[DATA FOR THIS TASK]
####

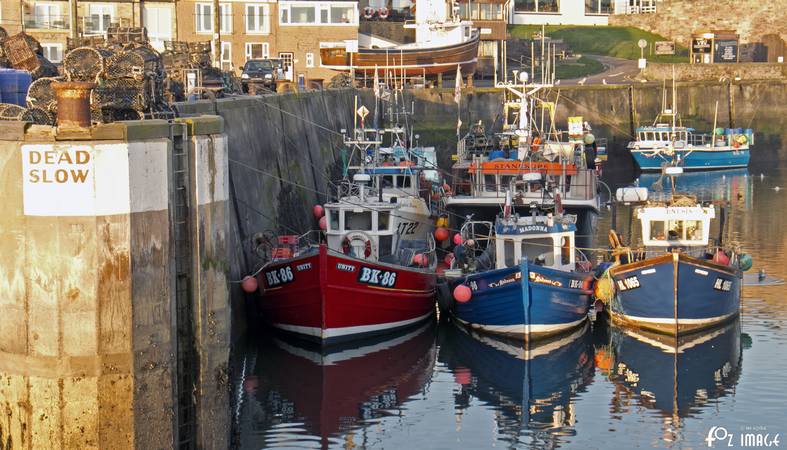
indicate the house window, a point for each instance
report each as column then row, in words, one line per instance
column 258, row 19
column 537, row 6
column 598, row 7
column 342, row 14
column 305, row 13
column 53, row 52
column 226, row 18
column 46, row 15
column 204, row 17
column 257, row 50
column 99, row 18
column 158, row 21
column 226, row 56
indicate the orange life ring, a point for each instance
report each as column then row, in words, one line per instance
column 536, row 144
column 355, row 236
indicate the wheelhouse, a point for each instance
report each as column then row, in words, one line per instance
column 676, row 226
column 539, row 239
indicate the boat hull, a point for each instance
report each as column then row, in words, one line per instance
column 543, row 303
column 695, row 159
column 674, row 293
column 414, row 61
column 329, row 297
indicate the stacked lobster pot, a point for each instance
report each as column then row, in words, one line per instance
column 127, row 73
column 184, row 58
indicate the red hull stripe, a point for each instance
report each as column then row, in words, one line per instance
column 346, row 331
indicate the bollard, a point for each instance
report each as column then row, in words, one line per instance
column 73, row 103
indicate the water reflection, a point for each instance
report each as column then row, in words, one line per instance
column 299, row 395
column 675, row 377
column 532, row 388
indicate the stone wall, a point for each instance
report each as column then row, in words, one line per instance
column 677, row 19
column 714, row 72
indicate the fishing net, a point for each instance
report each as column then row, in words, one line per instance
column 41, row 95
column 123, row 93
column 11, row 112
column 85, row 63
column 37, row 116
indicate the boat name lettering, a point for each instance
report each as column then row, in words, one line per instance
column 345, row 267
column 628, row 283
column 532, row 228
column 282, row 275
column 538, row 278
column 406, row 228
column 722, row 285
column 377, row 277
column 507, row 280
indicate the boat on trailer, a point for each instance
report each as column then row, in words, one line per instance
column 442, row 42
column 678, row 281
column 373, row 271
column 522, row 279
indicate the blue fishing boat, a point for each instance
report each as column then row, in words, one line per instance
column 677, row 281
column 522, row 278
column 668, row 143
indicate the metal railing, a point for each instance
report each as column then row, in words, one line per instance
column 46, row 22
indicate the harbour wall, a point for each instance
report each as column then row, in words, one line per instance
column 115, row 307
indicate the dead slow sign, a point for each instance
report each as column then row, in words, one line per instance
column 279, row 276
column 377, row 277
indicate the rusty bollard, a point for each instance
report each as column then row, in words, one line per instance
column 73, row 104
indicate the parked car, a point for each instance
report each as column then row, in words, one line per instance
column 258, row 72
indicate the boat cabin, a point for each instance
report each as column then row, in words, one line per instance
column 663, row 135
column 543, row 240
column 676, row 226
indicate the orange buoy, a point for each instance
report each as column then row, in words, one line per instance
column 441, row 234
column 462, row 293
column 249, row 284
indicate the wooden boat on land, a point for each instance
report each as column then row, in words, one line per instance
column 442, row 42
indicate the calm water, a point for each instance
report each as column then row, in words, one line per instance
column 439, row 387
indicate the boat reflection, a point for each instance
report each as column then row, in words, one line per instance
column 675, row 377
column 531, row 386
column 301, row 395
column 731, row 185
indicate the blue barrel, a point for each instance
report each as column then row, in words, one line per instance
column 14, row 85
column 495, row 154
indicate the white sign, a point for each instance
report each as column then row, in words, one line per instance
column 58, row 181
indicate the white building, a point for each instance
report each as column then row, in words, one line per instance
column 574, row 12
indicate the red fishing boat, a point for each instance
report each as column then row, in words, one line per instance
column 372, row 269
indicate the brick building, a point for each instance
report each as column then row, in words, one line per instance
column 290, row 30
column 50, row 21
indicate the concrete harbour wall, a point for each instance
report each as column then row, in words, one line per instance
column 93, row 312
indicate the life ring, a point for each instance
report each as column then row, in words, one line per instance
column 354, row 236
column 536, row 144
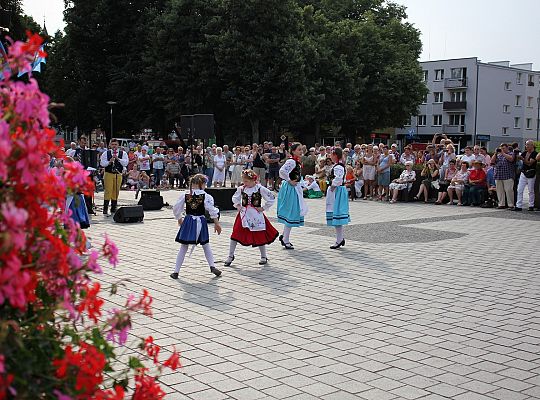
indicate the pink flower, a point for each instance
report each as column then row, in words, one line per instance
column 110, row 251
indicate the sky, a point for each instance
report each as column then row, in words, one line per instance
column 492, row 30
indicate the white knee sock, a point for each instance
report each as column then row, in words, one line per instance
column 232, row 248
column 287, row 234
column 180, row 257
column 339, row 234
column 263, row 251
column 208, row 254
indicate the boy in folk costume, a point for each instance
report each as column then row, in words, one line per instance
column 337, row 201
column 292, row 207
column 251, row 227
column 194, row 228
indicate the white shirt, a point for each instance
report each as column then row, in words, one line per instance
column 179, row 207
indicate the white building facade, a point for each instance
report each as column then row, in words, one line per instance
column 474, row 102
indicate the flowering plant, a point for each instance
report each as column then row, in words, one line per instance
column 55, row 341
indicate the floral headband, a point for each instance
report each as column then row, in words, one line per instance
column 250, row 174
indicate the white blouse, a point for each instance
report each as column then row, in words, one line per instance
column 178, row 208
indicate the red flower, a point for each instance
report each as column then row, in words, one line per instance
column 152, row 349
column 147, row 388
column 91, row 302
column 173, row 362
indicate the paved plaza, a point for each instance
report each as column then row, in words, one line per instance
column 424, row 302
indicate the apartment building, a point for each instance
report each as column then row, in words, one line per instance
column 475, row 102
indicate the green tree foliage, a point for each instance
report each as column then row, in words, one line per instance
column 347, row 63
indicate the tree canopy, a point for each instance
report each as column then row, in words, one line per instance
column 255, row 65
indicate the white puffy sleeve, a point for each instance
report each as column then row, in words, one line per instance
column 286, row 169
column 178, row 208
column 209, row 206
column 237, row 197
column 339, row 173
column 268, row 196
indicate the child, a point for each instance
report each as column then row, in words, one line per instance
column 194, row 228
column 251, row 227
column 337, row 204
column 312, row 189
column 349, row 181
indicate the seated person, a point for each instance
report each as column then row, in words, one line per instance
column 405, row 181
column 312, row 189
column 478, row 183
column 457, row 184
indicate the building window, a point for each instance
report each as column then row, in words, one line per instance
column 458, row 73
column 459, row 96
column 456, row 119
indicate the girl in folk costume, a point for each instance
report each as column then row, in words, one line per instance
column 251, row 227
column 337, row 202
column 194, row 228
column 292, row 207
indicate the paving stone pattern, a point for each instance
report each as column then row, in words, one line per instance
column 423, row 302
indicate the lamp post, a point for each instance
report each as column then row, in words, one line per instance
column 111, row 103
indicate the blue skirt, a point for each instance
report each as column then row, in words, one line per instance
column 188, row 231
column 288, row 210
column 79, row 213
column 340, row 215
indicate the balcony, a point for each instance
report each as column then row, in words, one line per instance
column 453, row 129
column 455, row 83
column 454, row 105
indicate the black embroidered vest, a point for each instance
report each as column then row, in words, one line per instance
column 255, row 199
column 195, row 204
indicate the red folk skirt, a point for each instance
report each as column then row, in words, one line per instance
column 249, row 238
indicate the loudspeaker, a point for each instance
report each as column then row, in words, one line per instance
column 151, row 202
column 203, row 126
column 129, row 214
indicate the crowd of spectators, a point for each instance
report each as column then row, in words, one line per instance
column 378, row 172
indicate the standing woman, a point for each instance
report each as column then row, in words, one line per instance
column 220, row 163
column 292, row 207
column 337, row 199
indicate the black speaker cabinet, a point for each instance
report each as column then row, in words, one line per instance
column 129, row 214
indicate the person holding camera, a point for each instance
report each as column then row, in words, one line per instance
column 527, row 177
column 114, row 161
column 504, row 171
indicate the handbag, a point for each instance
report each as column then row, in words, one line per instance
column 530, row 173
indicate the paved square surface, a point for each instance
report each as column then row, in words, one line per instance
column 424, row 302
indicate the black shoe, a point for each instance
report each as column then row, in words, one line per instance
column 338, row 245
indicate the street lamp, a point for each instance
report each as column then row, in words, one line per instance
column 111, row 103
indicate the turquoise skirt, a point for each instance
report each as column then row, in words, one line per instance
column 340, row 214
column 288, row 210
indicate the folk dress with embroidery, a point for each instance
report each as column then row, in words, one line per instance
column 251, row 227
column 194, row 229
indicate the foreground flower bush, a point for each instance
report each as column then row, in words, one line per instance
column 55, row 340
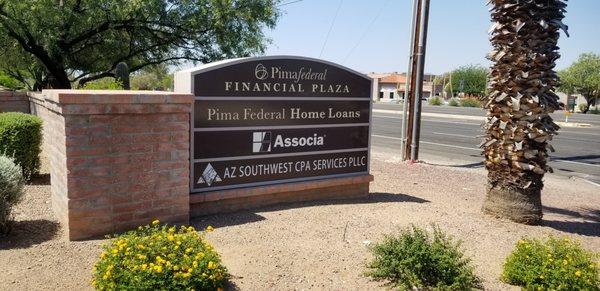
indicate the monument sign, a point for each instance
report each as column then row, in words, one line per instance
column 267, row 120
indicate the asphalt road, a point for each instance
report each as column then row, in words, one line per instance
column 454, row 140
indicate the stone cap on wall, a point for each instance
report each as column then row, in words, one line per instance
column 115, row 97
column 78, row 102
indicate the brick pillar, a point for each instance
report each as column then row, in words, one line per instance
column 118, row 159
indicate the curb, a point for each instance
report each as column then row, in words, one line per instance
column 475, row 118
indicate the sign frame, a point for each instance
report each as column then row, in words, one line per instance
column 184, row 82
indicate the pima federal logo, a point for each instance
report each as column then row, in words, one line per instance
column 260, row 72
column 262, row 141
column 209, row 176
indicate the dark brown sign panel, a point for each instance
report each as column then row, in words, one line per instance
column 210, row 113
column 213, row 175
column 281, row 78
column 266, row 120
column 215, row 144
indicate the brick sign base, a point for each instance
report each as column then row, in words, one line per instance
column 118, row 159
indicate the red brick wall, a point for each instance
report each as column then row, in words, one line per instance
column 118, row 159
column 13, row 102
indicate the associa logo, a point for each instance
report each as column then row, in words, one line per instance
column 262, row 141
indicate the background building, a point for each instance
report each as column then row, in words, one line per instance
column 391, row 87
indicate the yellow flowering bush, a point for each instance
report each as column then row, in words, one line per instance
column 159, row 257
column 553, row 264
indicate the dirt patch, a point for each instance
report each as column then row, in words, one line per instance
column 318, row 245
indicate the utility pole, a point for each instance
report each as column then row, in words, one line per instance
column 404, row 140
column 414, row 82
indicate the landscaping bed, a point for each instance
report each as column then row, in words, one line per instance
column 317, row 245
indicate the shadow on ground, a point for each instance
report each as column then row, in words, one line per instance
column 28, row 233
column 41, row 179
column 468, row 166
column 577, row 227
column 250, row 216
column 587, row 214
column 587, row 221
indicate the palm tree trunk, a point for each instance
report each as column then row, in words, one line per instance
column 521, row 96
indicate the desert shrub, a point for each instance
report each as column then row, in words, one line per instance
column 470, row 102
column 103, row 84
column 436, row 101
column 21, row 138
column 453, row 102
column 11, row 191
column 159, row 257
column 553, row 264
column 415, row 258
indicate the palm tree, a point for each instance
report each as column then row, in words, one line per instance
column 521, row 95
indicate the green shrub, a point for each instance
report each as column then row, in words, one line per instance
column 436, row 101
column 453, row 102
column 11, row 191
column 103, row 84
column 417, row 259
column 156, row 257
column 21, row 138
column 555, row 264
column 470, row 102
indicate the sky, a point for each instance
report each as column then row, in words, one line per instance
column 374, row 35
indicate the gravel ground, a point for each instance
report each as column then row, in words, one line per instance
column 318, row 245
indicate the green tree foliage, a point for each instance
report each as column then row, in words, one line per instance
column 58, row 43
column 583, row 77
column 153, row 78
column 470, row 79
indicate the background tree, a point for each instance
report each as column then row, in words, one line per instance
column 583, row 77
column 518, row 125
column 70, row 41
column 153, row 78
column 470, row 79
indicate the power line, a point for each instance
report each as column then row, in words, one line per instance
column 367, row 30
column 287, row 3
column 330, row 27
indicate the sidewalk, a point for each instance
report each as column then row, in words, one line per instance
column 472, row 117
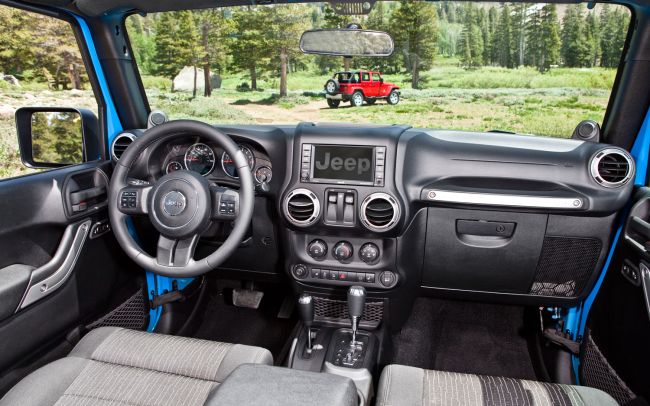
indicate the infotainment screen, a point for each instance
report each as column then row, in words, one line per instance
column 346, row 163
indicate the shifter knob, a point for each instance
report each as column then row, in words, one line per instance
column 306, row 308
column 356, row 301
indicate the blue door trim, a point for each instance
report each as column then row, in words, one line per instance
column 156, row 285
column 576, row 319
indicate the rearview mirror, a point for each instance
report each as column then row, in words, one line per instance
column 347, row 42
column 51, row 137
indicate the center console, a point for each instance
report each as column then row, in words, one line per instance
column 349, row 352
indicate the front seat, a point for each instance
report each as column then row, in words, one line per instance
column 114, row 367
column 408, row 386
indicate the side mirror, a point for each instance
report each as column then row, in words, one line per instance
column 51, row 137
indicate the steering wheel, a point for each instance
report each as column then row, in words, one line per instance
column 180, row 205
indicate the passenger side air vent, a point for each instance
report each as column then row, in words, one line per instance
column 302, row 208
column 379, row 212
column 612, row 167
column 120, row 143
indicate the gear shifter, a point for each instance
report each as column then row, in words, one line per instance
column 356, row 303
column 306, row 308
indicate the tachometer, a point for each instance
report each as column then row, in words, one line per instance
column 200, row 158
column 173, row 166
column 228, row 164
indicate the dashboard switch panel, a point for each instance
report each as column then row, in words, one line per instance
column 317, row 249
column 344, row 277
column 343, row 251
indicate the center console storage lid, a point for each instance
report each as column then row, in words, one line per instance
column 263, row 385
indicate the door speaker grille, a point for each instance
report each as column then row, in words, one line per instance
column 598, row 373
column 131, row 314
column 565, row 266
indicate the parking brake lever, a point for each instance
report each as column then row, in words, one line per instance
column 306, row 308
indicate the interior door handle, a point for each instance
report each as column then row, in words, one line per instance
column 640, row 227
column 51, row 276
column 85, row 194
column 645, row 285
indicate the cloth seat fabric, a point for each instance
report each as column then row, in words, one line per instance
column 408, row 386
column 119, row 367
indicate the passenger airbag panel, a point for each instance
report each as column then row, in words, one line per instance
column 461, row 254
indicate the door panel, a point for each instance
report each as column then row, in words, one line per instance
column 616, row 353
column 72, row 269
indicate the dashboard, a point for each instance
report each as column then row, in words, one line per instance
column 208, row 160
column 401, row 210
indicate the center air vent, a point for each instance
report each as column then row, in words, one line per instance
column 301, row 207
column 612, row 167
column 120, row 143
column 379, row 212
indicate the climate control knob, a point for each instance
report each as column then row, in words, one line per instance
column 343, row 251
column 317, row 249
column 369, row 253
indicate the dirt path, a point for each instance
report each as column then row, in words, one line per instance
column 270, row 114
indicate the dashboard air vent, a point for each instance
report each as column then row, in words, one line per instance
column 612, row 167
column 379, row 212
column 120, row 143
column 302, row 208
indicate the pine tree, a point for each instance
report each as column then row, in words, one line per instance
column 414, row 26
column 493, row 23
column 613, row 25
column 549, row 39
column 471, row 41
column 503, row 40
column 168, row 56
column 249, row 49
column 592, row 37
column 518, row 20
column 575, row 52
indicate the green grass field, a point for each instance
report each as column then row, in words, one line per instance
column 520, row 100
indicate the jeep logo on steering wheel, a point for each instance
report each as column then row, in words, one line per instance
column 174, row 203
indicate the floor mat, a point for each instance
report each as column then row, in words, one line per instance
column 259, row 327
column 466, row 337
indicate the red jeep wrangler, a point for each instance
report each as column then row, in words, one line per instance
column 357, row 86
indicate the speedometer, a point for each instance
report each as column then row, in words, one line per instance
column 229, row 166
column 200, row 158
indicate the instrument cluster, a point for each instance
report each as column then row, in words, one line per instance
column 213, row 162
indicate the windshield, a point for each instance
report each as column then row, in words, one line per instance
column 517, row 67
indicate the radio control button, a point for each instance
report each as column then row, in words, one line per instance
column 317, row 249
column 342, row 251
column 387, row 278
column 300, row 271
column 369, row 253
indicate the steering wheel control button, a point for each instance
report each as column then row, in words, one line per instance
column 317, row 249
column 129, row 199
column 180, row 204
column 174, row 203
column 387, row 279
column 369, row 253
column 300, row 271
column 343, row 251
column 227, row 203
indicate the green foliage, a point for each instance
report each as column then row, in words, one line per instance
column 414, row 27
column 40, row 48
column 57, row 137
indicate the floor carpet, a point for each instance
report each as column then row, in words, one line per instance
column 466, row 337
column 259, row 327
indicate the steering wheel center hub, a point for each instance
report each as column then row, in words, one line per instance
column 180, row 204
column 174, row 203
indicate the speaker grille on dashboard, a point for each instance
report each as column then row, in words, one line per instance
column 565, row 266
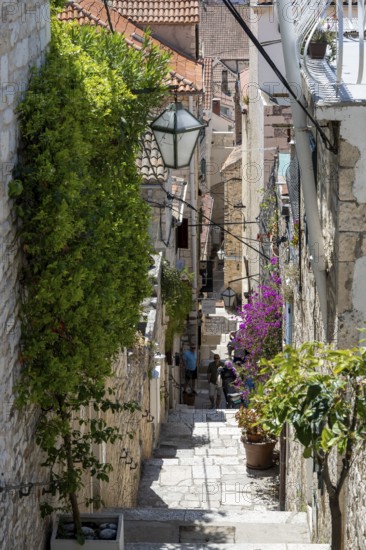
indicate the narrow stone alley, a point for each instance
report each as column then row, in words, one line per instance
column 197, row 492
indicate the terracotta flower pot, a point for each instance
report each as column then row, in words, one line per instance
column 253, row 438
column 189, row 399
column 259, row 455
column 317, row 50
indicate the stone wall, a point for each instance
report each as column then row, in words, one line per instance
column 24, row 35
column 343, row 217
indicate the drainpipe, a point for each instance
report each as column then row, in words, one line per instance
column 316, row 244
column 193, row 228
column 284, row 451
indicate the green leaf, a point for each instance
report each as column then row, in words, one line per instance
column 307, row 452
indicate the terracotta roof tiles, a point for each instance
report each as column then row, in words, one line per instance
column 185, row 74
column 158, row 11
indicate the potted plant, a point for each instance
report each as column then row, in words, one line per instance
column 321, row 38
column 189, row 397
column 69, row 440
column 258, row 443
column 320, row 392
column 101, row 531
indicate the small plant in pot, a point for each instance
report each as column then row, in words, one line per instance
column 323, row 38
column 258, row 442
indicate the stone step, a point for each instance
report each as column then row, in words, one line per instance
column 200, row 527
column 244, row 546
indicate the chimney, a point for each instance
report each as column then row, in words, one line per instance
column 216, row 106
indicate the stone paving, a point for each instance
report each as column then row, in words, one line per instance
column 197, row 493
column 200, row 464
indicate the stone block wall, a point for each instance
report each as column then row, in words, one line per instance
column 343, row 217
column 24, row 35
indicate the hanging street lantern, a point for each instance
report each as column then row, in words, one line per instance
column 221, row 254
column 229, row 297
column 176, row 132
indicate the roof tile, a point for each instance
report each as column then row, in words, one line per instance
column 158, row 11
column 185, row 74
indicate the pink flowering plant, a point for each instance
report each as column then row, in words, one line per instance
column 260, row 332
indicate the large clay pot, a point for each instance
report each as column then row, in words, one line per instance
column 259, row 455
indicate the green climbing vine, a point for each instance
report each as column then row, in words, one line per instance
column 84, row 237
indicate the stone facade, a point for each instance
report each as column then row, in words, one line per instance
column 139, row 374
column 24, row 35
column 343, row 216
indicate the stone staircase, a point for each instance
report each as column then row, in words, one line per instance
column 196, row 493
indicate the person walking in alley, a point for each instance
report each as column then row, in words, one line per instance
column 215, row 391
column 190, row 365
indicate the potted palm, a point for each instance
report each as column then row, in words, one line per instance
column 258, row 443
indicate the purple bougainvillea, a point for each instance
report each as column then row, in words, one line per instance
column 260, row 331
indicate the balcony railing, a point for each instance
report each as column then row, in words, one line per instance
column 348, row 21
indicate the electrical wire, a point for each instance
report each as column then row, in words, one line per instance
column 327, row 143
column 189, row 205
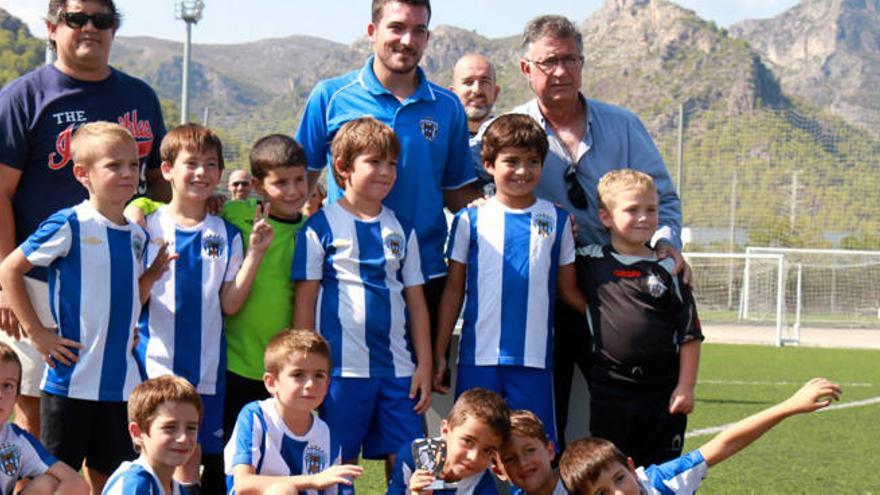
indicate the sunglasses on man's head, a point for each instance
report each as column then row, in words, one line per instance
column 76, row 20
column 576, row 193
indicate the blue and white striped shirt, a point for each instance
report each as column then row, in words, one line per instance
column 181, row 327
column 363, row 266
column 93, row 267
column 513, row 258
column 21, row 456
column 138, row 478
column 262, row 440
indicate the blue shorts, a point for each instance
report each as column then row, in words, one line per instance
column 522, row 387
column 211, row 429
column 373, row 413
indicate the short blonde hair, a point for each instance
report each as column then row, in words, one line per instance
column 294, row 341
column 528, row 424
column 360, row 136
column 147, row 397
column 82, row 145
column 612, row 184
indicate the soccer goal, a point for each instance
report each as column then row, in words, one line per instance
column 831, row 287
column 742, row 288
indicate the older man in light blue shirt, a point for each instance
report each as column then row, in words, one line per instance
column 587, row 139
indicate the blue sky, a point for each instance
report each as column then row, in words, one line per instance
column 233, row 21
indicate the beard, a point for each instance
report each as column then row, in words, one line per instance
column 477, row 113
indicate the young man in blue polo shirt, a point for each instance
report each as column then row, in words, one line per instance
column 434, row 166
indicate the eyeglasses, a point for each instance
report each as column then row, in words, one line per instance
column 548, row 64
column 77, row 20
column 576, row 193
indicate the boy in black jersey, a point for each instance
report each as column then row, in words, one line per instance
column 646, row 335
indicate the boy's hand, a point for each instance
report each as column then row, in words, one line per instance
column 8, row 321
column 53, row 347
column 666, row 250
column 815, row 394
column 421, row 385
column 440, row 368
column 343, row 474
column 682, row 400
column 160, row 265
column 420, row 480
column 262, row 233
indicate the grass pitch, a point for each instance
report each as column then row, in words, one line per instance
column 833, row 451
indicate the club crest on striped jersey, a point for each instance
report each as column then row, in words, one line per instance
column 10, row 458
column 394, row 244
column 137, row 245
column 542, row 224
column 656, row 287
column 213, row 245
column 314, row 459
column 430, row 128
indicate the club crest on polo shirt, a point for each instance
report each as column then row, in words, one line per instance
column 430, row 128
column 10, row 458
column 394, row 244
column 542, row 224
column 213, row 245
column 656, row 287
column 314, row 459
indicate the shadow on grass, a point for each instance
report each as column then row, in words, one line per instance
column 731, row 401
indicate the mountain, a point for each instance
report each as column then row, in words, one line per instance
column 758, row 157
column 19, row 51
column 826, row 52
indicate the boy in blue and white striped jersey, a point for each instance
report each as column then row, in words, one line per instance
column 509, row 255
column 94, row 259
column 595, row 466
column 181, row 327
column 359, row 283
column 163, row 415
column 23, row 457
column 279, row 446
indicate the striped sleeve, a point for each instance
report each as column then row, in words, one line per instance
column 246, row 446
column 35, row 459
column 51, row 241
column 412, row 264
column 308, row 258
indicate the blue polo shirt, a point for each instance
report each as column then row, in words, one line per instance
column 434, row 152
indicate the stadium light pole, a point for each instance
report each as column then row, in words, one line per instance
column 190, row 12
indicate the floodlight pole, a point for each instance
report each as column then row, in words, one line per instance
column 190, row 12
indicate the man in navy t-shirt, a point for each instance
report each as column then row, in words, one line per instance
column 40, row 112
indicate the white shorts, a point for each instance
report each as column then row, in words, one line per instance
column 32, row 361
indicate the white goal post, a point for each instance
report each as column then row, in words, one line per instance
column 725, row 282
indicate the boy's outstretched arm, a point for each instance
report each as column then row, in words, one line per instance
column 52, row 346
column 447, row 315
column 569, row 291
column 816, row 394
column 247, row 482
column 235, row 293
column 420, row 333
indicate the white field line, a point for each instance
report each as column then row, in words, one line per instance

####

Copy verbatim the entries from the line containing "indicate the shadow on grass, a" through the last of the entries, including both ends.

indicate the shadow on grass, a point for each instance
report each as column then row, in words, one line per instance
column 731, row 401
indicate the mountain, a point for each instance
report each as column then row, in words, one line per instance
column 758, row 157
column 19, row 51
column 826, row 52
indicate the boy in blue and white striped jersey, a point for each instance
report each as column then row, in words, one line per instance
column 509, row 255
column 94, row 259
column 595, row 466
column 181, row 327
column 359, row 283
column 163, row 415
column 23, row 457
column 279, row 446
indicate the striped sleeve, a point for each instance
report each as column then row, in words, one line per instance
column 246, row 446
column 35, row 459
column 51, row 241
column 412, row 264
column 308, row 258
indicate the blue polo shirt, a point for each instance
report each as column then row, in words, one line per instance
column 434, row 152
indicate the stadium light pole, a point for each instance
report each as column then row, in words, one line per instance
column 190, row 12
indicate the floodlight pole, a point for each instance
report each as column then row, in words, one line per instance
column 190, row 12
indicate the man in navy t-shirt, a point for each instance
report each as column then row, in words, one line per instance
column 40, row 112
indicate the white shorts, a point for each instance
report each as column then row, in words, one line per instance
column 32, row 361
indicate the white goal post, a point for each instance
report each as column then row, in words, one line per instance
column 725, row 282
indicate the boy's outstretched arm, a point for each instance
report each as column then row, in words, one line per instance
column 52, row 346
column 447, row 315
column 569, row 291
column 816, row 394
column 247, row 482
column 235, row 293
column 420, row 333
indicate the white field line, a point for each instance
report each as column then row, in words, one line per instance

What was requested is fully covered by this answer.